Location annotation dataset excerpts
•••••

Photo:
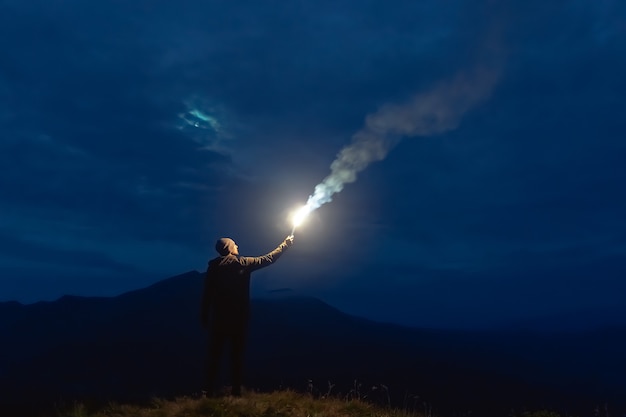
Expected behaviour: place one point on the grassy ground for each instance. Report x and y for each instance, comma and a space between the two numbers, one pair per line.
276, 404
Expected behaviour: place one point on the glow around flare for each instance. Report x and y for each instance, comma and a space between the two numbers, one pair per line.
298, 216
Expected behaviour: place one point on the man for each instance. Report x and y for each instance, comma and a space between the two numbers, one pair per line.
226, 306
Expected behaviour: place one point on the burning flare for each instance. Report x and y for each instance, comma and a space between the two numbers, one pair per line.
298, 216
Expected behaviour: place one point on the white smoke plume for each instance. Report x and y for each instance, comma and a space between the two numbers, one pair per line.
431, 113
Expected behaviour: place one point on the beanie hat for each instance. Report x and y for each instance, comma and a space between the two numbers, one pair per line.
225, 246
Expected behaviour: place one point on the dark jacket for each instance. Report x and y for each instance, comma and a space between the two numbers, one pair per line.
226, 298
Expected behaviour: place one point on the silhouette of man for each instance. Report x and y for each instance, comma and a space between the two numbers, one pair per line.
226, 306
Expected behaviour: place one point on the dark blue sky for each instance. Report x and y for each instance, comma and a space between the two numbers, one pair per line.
133, 134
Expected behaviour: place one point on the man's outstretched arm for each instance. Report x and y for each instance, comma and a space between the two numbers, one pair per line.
258, 262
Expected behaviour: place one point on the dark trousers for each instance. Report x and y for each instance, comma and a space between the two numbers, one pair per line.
219, 337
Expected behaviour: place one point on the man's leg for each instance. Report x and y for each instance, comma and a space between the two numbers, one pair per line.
237, 353
216, 346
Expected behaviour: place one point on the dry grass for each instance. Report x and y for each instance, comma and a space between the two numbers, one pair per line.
276, 404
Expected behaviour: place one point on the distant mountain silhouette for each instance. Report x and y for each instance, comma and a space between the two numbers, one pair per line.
148, 343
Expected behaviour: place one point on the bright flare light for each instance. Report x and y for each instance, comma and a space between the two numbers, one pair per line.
298, 216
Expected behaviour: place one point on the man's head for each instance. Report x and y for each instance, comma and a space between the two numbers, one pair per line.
225, 246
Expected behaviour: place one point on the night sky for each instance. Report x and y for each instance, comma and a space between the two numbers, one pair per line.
133, 134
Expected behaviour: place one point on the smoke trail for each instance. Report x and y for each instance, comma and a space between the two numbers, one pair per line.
434, 112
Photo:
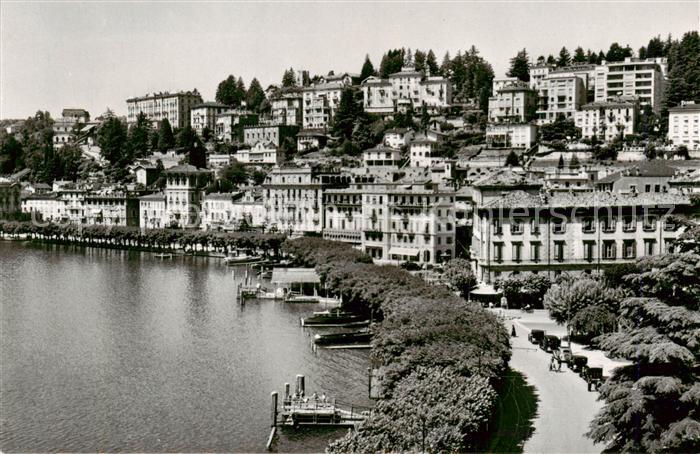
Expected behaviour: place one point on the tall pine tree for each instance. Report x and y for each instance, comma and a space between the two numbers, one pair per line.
520, 66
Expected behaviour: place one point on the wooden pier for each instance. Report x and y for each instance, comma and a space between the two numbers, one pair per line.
298, 409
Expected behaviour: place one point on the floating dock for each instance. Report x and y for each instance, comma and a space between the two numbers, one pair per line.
300, 410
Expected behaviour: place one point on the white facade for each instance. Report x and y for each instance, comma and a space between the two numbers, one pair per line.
643, 79
227, 121
183, 195
63, 132
511, 135
406, 88
406, 221
286, 109
45, 207
398, 137
152, 212
173, 106
560, 95
607, 120
260, 153
684, 125
381, 157
204, 116
513, 103
320, 104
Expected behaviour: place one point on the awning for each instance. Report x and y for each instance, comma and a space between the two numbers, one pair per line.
403, 251
295, 276
485, 290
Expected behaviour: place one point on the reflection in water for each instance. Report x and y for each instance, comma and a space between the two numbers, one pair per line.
109, 350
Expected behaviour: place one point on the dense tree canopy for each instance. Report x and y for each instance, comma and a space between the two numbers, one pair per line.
653, 405
367, 68
520, 66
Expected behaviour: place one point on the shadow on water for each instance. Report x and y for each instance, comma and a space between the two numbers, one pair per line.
306, 439
514, 415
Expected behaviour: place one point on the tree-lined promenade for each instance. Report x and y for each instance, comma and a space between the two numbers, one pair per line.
147, 239
442, 358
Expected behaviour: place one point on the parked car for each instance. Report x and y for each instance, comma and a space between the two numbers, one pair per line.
535, 336
577, 363
562, 355
549, 343
593, 377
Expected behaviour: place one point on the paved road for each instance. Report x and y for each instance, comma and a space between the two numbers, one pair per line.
565, 408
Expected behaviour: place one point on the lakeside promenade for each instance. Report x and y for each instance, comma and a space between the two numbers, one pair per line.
565, 407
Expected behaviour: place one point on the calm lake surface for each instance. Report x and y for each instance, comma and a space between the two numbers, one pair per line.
106, 350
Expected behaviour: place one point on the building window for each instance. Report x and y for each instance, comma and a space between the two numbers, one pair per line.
589, 250
559, 226
517, 252
534, 227
649, 224
498, 252
516, 227
609, 249
497, 230
609, 224
588, 225
649, 247
535, 252
559, 251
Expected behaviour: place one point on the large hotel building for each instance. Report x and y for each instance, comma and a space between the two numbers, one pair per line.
173, 106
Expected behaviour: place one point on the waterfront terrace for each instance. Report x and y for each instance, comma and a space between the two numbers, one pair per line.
572, 232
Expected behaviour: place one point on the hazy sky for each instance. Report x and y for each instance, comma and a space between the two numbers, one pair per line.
94, 55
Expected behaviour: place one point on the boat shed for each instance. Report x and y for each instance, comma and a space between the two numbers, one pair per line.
304, 280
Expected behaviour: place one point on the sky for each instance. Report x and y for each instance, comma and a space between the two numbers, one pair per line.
95, 55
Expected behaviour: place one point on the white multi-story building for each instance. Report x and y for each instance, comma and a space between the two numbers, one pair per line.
643, 79
398, 137
381, 157
393, 222
63, 132
511, 135
77, 115
152, 212
560, 95
111, 209
274, 134
183, 195
229, 124
515, 102
320, 103
286, 109
158, 106
684, 125
404, 89
231, 211
293, 198
571, 232
260, 153
607, 120
45, 207
204, 116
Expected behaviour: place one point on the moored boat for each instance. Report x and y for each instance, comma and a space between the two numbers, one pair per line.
355, 338
241, 259
335, 317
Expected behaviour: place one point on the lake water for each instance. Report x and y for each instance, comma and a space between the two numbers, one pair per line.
106, 350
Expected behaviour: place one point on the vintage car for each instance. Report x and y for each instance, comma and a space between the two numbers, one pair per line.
593, 377
562, 355
535, 336
577, 363
549, 343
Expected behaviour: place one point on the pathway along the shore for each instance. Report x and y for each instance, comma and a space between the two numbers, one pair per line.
564, 409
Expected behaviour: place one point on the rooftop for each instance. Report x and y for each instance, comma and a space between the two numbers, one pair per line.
522, 199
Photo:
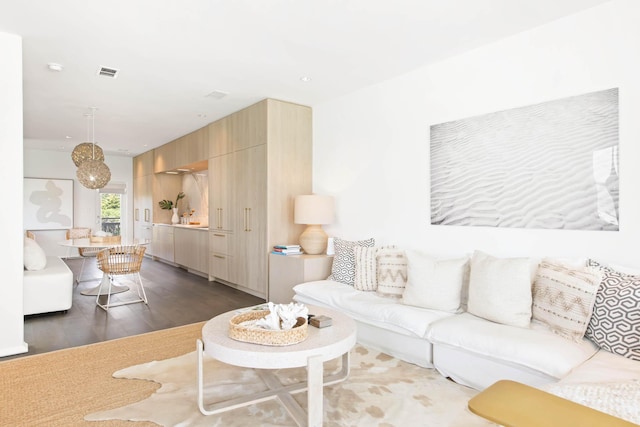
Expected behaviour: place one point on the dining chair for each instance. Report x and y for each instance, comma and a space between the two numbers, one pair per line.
120, 261
81, 233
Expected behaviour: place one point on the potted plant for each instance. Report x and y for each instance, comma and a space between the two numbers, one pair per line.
170, 205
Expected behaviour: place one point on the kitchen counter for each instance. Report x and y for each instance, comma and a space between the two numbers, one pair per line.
192, 226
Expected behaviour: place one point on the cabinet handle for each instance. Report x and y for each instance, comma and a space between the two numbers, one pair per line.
247, 219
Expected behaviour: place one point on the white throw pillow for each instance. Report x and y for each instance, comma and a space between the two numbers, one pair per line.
500, 289
34, 256
433, 283
365, 269
563, 297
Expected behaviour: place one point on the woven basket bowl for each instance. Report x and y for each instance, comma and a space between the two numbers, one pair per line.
294, 335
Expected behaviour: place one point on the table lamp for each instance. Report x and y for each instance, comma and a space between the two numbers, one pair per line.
313, 210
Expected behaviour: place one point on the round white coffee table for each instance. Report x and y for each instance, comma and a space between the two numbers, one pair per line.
322, 344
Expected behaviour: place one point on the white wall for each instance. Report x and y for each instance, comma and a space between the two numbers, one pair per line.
11, 309
371, 147
57, 164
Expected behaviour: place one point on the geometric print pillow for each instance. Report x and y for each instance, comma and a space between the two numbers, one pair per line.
343, 269
563, 297
615, 322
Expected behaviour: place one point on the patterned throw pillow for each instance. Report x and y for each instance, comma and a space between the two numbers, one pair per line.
391, 272
344, 261
365, 274
615, 322
563, 297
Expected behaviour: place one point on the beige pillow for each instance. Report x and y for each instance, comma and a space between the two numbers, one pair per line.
433, 283
391, 272
563, 297
500, 289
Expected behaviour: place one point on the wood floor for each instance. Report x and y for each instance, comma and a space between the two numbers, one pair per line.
175, 297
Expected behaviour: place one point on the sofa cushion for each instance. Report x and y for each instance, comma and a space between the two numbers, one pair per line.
34, 256
500, 289
615, 322
391, 272
563, 297
534, 347
344, 263
368, 307
433, 283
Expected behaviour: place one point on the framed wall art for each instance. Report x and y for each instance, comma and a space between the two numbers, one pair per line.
552, 165
48, 204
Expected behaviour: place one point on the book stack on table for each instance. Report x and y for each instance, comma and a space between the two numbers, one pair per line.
287, 250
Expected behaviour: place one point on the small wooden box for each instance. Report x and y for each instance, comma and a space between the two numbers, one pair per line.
105, 239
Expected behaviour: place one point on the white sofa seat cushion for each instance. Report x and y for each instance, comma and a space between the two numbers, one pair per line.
536, 347
369, 307
49, 289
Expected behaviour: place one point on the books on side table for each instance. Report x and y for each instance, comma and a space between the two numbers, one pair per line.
287, 250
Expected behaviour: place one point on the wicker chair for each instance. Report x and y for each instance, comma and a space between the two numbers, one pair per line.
82, 233
120, 261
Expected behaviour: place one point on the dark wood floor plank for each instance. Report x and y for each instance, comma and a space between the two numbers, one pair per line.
176, 297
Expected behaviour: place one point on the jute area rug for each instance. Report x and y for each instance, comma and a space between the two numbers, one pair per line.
63, 387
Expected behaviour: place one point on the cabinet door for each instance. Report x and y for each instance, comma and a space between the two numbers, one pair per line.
250, 257
218, 136
221, 193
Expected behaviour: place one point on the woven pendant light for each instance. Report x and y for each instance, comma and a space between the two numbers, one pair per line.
84, 152
92, 172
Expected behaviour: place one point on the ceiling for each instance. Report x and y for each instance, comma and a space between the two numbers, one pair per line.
172, 54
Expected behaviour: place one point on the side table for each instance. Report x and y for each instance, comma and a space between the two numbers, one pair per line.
286, 271
320, 346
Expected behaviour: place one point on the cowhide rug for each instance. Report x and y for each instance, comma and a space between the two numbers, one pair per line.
380, 391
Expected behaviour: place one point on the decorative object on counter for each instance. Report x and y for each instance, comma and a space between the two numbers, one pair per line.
287, 250
278, 325
170, 205
313, 210
92, 172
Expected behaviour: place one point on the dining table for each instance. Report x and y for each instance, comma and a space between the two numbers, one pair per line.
88, 243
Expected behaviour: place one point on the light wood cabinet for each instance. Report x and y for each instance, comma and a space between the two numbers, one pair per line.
287, 271
163, 243
221, 193
219, 139
164, 158
257, 183
191, 249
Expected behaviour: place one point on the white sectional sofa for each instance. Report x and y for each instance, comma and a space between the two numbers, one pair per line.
47, 281
466, 344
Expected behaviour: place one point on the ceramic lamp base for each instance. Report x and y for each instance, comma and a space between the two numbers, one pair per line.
314, 240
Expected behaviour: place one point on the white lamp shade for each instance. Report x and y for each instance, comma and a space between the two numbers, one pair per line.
313, 209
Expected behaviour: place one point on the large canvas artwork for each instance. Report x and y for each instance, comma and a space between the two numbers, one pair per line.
48, 204
552, 165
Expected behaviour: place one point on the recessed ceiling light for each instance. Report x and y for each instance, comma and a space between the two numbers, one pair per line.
54, 67
217, 94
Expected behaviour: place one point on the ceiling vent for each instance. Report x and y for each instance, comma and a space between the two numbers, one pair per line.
217, 94
108, 72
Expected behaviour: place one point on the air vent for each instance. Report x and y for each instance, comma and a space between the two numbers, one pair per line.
108, 72
217, 94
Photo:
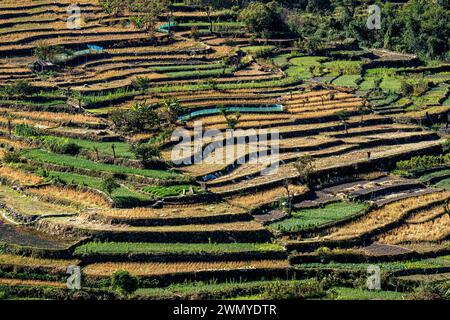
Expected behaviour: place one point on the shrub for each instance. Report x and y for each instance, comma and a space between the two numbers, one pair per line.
19, 88
146, 152
60, 145
124, 282
309, 289
423, 162
109, 185
11, 157
141, 84
431, 291
25, 130
259, 17
137, 119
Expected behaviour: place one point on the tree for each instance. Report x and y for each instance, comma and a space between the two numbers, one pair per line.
124, 282
305, 167
343, 115
208, 6
172, 109
259, 17
362, 109
232, 120
46, 52
109, 185
287, 182
146, 152
148, 12
141, 83
139, 118
19, 89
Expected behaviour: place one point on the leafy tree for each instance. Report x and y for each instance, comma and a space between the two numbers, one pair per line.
46, 52
259, 17
142, 84
343, 115
146, 152
305, 167
207, 6
19, 89
232, 120
172, 108
124, 282
139, 118
109, 185
12, 156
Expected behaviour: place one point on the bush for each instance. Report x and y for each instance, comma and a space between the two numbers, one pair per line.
137, 119
281, 290
124, 282
109, 185
146, 152
11, 157
25, 130
431, 291
423, 162
19, 88
60, 145
259, 17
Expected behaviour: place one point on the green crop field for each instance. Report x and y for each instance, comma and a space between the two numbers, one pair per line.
78, 162
122, 247
309, 218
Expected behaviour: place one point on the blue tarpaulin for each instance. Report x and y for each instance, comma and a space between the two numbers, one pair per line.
95, 48
242, 109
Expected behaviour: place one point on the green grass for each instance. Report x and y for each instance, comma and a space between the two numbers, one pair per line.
347, 67
310, 218
440, 173
347, 81
308, 61
122, 149
92, 182
225, 289
200, 73
186, 67
255, 49
362, 294
163, 191
446, 102
443, 261
77, 162
141, 247
444, 184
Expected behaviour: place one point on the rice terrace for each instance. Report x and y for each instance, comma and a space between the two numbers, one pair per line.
233, 149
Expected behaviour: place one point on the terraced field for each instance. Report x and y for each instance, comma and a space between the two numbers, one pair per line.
89, 178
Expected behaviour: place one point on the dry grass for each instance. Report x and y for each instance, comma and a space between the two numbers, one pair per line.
52, 116
434, 230
385, 215
20, 177
9, 259
32, 283
149, 269
84, 198
184, 211
271, 195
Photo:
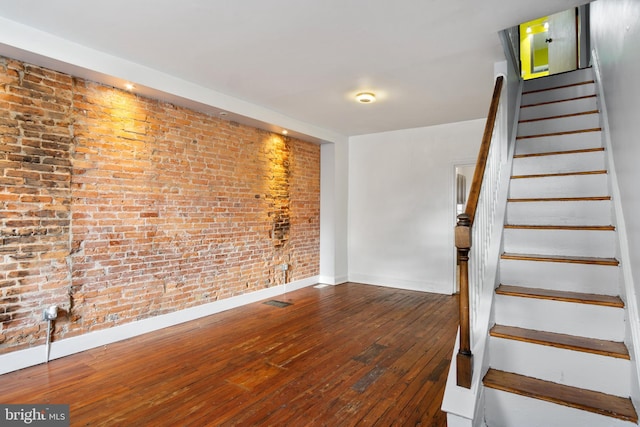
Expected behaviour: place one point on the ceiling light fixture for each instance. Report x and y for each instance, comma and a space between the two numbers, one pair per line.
366, 97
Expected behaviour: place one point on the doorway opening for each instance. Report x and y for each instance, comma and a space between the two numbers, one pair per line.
554, 44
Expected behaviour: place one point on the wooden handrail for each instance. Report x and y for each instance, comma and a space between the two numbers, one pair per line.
464, 358
481, 163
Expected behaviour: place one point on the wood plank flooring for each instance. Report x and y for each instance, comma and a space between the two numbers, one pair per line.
337, 356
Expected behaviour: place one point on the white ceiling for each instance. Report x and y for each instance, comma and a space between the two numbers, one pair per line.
299, 62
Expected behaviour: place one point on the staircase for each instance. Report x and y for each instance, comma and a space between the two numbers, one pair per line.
557, 353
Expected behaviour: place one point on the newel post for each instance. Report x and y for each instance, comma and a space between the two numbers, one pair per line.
464, 359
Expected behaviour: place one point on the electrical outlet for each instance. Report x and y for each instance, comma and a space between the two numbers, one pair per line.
50, 313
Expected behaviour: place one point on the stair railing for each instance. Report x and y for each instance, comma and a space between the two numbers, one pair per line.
474, 228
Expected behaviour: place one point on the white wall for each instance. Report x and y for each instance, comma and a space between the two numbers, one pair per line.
401, 204
615, 39
615, 29
333, 213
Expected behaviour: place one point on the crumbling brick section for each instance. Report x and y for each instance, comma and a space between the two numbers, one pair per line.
35, 197
118, 208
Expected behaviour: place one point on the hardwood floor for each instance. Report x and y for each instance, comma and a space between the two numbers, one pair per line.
338, 356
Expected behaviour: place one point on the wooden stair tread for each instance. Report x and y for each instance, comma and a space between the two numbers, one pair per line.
585, 82
562, 227
564, 341
587, 400
563, 258
550, 294
555, 153
561, 199
549, 175
560, 116
566, 132
577, 98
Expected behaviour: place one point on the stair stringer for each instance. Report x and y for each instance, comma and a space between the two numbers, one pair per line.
465, 407
627, 285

•••••

- [TASK DIRECTIONS]
Output the lines from the line containing "Expected behaviour: place one point on the wood plank" to the end, both included; add nothing.

- [RESULT OF THIS EXERCISE]
Expected behaviour: place one point on the wood plank flooring for each instance. Report x and y for each instance, comma and a space between the two numbers, one pair per line.
337, 356
Expected behaviour: place one point on the white ceiling for each instance. Report x and y for each instance, comma and a space between the two numbers, one pair per line.
299, 62
Expected behaviour: place one point on the staircase for each instance. Report x and y for each instance, comma and a space between the two numbers, one pair per line.
557, 353
Expected behaviour: place one point on the newel post for each instance. Report x and y for each instance, comma and a space between the two numbers, one pair per line.
464, 359
Expected behaviour: place one point on the electrical outlet for each instance. Report x and y for each instance, comma and a space between the two numbers, one pair per line.
50, 313
Expected behaviour: place one point on the stair railing for each instance. Report x and y for each instance, comma and a space between the two numbers, one pair per line.
474, 228
Expected behaviour: place one point on the white wall for each instance. Report x and y for each instance, comma and a space between the two numbers, one pair per line.
401, 204
615, 39
615, 29
333, 213
Expected behaviour: place one point on the crumbling brick section for each instance. Report x and y for each instance, comma and a space between the two numbers, one pair per line.
35, 197
118, 208
Expected behaviour: place one point on the hardwood floor for each instance. Report x and y for each instance, comma and a space between the two numbers, one pair per line.
338, 356
Expected behaviour: place one point on the wooden stair tread for each instance. Report x and y for each instance, comma and a space between the two numbers, one pair per line.
585, 82
562, 227
564, 341
587, 400
563, 258
550, 294
555, 153
561, 199
549, 175
560, 116
566, 132
577, 98
Expected behaviour: place one point on the stair stringer for each instance. Report x and y for each instance, comma and a space between the two numbers, one pair per line.
465, 407
627, 285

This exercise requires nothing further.